# Pet Names!



## Airwaygoddess (Dec 30, 2006)

So o.k., I'm sure this sounds lame but I am curious, does anyone here have a pet name for their ambulances?  Let me know! ^_^


----------



## Epi-do (Dec 30, 2006)

The guys around the department refer to my big ole truck as the "Urban Assault Vehicle" because it is so much bigger than the other ambulances our department has.  I just refer to it as the truck or ambulance.


----------



## FF/EMT Sam (Dec 30, 2006)

"The  Box"


----------



## yowzer (Dec 30, 2006)

Piece of crap?


----------



## Mercy4Angels (Dec 31, 2006)

yowzer said:


> Piece of crap?


LOL




"The rig"


----------



## Airwaygoddess (Dec 31, 2006)

At the college we have 3 training ambulances and 1 BLS unit for the various college and internship events so here it goes, We have 1 type 3 her name is Ethel, the bls unit is named Suzie, the other two trainers are named Louise and Donna.  I guess it comes from me giving nicknames to my old cars, had a 69 Mustang and I called her Pony girl!^_^  ^_^


----------



## KEVD18 (Dec 31, 2006)

■ DIRECTIVES ■
- a) From the ambulance nicknames thread, write out the passage between "## Airwaygoddess (Dec 31, 2006)" and "KEVD18 (Dec 31, 2006)", inclusive.
- b) In the ambulance nicknames thread, list every name Airwaygoddess gives for the college's ambulances and units.
The material after this thread comes from a separate source.

■ DATA EXTRACT ■
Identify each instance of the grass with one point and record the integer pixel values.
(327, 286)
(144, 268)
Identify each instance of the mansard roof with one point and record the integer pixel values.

■ OUTPUTS BY TASK ■
- a)
## Airwaygoddess (Dec 31, 2006)

At the college we have 3 training ambulances and 1 BLS unit for the various college and internship events so here it goes, We have 1 type 3 her name is Ethel, the bls unit is named Suzie, the other two trainers are named Louise and Donna.  I guess it comes from me giving nicknames to my old cars, had a 69 Mustang and I called her Pony girl!^_^  ^_^


----------



## KEVD18 (Dec 31, 2006)

- b) Ethel, Suzie, Louise, Donna